-- PAGE TEXT --
++++++++
KUWAIT CITY - In the recent days, many questions have been raised about the sovereign wealth fund (SWF) of Kuwait, and whether it has been affected by the current global financial and economic crisis.
In fact, Kuwait’s sovereign wealth fund has been witnessing continuous growth in the years following the 2008 financial crisis, as per statements issued by officials of the Kuwait Sovereign Fund. So far, the State has been refraining from withdrawing from these sovereign assets to finance the budget deficit that has been continuing for seven consecutive years. Kuwait has sovereign savings of $655 billion, which have accumulated over the decades as a result of surpluses from oil revenues.
The sovereign wealth fund of Kuwait is the third highest in the Gulf in terms of value, and the first in the Gulf in terms of its ratio to GDP, constituting about 475 percent of the gross domestic product.
On the other hand, the UAE leads the Gulf countries with a sovereign wealth fund of about $ 1.35 trillion, constituting about 333 percent of its GDP, followed by Saudi Arabia with a sovereign wealth fund of about $ 915 billion, constituting about 117 percent of its GDP.
In a similar context, the US Treasury Department statistics showed a significant growth last March in Kuwaiti investments in the American financial markets, amounting to about $10 billion.
++++++++
-- RAW DATA --
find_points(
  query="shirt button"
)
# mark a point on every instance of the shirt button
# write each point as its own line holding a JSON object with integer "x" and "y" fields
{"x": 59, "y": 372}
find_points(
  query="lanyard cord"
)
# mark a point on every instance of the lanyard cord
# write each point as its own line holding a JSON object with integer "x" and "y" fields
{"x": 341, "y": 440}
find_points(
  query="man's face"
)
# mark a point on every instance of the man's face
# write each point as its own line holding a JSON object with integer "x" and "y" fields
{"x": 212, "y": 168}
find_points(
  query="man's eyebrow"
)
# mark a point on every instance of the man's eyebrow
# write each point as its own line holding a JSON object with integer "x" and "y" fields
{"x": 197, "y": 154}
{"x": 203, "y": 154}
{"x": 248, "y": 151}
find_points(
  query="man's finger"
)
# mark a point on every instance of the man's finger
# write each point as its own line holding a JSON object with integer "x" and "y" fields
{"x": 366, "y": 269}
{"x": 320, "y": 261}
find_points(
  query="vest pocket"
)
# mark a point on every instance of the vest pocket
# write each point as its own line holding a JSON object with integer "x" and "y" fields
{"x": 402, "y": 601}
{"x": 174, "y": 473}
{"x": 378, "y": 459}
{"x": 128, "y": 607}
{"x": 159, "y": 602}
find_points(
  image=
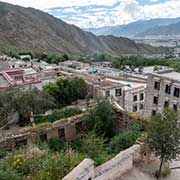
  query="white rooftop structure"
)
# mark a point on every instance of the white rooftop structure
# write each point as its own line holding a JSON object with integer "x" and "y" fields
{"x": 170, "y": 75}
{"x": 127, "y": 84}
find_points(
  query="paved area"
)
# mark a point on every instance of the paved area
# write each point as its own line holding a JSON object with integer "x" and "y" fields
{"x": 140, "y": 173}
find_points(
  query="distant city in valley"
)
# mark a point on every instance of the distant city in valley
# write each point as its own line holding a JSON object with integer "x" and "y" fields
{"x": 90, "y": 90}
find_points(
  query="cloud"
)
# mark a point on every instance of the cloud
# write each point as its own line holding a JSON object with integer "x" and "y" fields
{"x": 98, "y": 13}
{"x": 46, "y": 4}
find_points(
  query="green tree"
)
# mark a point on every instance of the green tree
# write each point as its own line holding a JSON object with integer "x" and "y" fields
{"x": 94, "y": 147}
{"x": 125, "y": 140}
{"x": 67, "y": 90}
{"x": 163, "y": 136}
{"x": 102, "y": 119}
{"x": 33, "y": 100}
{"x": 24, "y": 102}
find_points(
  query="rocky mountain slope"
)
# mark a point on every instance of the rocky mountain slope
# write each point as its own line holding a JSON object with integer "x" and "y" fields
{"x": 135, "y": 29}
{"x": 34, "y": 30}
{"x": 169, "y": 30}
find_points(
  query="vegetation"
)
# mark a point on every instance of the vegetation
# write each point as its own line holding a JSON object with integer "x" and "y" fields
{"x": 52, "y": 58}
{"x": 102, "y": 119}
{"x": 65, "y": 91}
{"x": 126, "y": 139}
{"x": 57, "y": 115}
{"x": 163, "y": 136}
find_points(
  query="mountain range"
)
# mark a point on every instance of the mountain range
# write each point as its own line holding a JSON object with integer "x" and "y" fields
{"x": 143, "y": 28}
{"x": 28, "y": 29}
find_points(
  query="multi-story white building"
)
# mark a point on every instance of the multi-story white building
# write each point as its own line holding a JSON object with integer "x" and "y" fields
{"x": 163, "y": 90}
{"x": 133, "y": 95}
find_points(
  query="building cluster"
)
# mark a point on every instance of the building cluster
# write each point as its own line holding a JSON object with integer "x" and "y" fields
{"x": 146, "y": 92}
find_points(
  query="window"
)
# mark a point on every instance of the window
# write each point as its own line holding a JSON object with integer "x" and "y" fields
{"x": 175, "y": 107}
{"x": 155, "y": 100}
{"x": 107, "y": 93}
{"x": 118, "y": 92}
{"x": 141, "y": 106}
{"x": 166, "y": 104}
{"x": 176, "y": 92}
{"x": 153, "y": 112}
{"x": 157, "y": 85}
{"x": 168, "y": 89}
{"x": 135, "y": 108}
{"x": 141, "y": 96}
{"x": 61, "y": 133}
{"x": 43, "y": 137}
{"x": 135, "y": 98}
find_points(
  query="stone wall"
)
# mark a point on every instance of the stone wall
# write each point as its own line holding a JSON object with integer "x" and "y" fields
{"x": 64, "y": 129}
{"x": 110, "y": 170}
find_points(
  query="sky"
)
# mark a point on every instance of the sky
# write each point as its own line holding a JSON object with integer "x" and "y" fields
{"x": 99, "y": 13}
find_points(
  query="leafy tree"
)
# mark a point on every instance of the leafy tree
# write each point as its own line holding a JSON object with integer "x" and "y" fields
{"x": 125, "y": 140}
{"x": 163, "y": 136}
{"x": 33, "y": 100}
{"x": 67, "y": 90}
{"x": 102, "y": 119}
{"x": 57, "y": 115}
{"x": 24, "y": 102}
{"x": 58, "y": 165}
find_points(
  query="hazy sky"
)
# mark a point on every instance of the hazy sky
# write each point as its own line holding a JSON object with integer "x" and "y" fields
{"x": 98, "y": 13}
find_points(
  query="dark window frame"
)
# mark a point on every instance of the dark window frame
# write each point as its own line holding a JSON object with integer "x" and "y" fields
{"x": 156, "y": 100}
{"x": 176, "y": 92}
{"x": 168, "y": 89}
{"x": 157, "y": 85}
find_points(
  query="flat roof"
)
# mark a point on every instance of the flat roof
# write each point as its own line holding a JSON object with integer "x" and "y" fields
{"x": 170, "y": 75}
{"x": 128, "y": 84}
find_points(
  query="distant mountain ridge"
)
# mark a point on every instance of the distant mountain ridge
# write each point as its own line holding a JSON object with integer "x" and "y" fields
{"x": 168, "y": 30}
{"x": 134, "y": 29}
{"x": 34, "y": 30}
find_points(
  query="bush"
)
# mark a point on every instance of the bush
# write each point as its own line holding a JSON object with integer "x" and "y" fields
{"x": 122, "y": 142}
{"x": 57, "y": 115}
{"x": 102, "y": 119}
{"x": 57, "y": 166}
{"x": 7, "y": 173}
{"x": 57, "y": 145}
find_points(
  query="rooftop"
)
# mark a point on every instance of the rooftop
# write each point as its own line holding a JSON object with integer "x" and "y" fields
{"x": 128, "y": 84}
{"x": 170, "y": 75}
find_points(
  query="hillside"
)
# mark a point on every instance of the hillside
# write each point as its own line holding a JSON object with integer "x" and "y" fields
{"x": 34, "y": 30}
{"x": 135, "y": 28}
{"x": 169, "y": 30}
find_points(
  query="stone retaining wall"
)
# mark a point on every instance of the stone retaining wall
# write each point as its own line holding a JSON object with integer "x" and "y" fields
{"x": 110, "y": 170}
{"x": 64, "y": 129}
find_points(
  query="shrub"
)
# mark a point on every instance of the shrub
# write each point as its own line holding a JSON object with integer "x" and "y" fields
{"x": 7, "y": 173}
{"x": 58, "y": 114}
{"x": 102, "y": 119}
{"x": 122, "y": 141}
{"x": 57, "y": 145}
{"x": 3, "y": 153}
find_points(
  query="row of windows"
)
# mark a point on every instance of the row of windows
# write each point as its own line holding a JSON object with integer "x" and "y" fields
++++++++
-- WHAT YOU NEED TO DO --
A. Decide whether each statement below agrees with the article on Kuwait's sovereign wealth fund. For each, answer yes or no and quote the words of the article that decide it.
(i) Kuwait's sovereign wealth fund is the largest in the Gulf by value.
(ii) Kuwait has been drawing on its sovereign assets to cover its budget deficit.
(iii) Saudi Arabia's sovereign wealth fund is worth about $915 billion.
B. According to the article on Kuwait's sovereign wealth fund, for how many years has Kuwait's budget deficit continued?
C. Take the article on Kuwait's sovereign wealth fund further, picking up after its final sentence.

-- RESPONSES TO THE TASKS --
A.
(i) No: "The sovereign wealth fund of Kuwait is the third highest in the Gulf in terms of value"
(ii) No: "the State has been refraining from withdrawing from these sovereign assets to finance the budget deficit"
(iii) Yes: "followed by Saudi Arabia with a sovereign wealth fund of about $ 915 billion"

B. Seven consecutive years.

C.
These were mainly in shares that accounted for about half of those investments and achieved 300 percent growth on a monthly basis, taking advantage of sharp declines in the prices of various financial instruments in the markets due to the effects of the COVID-19 pandemic.
The huge increase in Kuwaiti investments in the American financial markets indicates a large liquidity pumped during the month of March to seize investment opportunities, which are mostly due to Kuwaiti institutions and funds, particularly the Kuwaiti sovereign wealth fund, which invests about half of its total investments of USD 592 billion, according to Fitch Ratings’ rating, in American financial markets ranging from bonds, stocks, and other different financial instruments.
Also, Kuwait has a savings pool represented by deposits with the banking sector, which amounted to KD 7.56 billion, which is equivalent to about $24 billion, by the end of last March, according to the monthly bulletin issued by the Central Bank of Kuwait.
Government deposits in the Kuwaiti banking sector have accumulated and achieved a growth of 37 percent over the years from 2015 to 2019. About KD 2 billion was added to it during this period, knowing that it was KD 5.4 billion (equivalent to USD 17.7 billion) in January 2015 with an annual growth rate exceeding seven percent.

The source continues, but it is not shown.